━━━━━ Material provided ━━━━━
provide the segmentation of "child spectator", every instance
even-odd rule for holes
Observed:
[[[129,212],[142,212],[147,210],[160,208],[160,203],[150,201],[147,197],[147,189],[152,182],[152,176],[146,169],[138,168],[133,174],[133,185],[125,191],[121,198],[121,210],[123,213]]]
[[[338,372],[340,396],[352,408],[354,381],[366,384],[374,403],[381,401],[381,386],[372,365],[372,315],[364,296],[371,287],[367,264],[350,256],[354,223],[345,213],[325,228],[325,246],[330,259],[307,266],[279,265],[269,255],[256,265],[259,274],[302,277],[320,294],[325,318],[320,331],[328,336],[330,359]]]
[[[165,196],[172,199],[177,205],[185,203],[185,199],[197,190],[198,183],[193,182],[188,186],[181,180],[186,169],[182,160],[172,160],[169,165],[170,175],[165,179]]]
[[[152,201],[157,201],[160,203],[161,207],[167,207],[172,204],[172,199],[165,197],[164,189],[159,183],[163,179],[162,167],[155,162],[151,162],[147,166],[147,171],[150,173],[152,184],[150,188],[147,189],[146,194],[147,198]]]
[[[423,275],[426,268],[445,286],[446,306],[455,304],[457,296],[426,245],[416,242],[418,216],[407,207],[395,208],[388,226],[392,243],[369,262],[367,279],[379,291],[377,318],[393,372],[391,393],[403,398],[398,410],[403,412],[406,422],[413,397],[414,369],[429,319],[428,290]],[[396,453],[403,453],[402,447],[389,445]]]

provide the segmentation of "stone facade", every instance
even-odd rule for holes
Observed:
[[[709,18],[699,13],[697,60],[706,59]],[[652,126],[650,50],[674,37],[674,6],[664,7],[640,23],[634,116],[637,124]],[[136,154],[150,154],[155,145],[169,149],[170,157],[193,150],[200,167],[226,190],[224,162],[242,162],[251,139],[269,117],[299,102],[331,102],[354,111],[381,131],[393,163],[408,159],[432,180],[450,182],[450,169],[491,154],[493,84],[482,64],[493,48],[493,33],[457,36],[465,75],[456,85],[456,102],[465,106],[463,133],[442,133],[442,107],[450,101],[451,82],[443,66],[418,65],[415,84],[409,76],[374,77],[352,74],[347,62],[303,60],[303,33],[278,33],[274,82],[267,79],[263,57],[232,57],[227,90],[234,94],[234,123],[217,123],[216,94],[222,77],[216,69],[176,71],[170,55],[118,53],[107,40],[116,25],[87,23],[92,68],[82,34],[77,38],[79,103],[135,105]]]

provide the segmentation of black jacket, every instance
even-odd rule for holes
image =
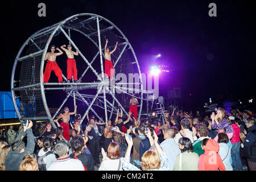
━━━━━
Short problem
Copy out every row above with "provide" replaced by "return" and nothing else changed, and omit the pictures.

Result of the task
return the segmentation of "child spectator", every instance
even-odd rule for holes
Observed:
[[[129,212],[142,212],[147,210],[160,208],[160,203],[150,201],[147,197],[147,189],[152,182],[152,176],[146,169],[138,168],[133,174],[133,185],[125,191],[121,198],[121,210],[123,213]]]
[[[338,372],[340,396],[352,408],[354,381],[366,384],[374,403],[381,401],[381,386],[372,365],[372,315],[364,296],[371,287],[367,264],[350,256],[354,223],[345,213],[325,228],[325,246],[330,259],[307,266],[279,265],[269,255],[256,265],[259,274],[302,277],[320,294],[325,318],[320,331],[328,336],[330,359]]]
[[[165,196],[172,199],[177,205],[185,203],[185,199],[197,190],[198,183],[193,182],[188,186],[181,180],[186,169],[182,160],[172,160],[169,165],[170,175],[165,179]]]
[[[152,201],[157,201],[160,203],[161,207],[167,207],[172,204],[172,199],[165,197],[164,189],[159,183],[163,179],[162,167],[155,162],[151,162],[147,166],[147,171],[150,173],[152,184],[150,188],[147,189],[146,194],[147,198]]]
[[[423,275],[426,268],[445,286],[446,306],[455,304],[457,296],[426,245],[416,242],[418,216],[407,207],[395,208],[388,226],[392,243],[369,262],[367,279],[379,291],[377,318],[393,372],[391,393],[403,398],[398,410],[403,412],[406,422],[413,397],[414,369],[429,319],[428,290]],[[396,453],[403,453],[402,447],[389,445]]]

return the segmentation of "stone facade", every instance
even-odd rule for holes
Observed:
[[[709,18],[699,13],[697,60],[706,59]],[[652,126],[650,50],[674,37],[674,6],[664,7],[640,23],[634,116],[637,124]],[[136,154],[150,154],[155,145],[169,149],[170,157],[193,150],[200,167],[226,190],[224,162],[242,162],[251,139],[269,117],[299,102],[331,102],[354,111],[381,131],[393,163],[408,159],[432,180],[450,182],[450,169],[491,154],[493,84],[482,64],[493,48],[493,33],[457,36],[465,75],[456,85],[456,102],[465,106],[463,133],[442,133],[442,107],[450,101],[451,82],[443,66],[418,65],[415,84],[409,76],[374,77],[352,74],[347,62],[303,60],[303,33],[278,33],[274,82],[267,79],[263,57],[232,57],[227,90],[234,94],[234,123],[217,123],[216,94],[222,77],[216,69],[176,71],[170,55],[118,53],[107,40],[116,25],[87,23],[92,68],[82,34],[77,38],[79,103],[135,105]]]

return the segmentation of black jacket, every instance
even-odd rule for holes
image =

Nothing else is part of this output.